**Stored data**
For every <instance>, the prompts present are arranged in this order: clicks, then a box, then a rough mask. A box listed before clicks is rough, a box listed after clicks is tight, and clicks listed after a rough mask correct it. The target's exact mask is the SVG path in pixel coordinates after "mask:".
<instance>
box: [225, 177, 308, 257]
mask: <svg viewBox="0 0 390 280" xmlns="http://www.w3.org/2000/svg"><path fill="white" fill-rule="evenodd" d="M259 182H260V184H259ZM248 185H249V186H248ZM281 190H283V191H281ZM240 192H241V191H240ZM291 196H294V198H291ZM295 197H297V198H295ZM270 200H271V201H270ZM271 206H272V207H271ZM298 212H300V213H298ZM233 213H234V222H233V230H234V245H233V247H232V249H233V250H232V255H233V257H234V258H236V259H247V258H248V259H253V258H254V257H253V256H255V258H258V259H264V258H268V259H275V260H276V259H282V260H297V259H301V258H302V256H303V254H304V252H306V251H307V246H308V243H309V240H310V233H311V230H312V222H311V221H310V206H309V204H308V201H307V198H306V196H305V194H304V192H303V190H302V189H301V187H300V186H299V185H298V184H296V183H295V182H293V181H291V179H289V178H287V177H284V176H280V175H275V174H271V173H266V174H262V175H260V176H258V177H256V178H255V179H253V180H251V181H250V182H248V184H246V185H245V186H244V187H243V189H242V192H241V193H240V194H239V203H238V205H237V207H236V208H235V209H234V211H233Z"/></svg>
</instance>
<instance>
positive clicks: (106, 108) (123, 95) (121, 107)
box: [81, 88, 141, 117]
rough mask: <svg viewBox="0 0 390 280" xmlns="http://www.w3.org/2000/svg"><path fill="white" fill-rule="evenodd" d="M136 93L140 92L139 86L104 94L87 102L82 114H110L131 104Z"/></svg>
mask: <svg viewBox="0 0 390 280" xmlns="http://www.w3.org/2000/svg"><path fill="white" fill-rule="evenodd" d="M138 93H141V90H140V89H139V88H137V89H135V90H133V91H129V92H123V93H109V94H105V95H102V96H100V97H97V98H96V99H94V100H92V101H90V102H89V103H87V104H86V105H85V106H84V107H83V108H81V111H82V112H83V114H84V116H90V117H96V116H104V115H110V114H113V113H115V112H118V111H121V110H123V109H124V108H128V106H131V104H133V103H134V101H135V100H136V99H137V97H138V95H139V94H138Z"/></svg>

**TASK INSTRUCTIONS**
Scan the records above for the string "clicks", and copy every line where it turns up.

**PROBLEM SOLUTION**
For every <instance>, the prompts present are arranged in this order: clicks, then a box, then a rough mask. A box listed before clicks is rough, a box listed after clicks is tight, and clicks listed after a rough mask correct it. The target's exact mask is the SVG path in pixel coordinates after "mask:".
positive clicks: (106, 108) (123, 95) (121, 107)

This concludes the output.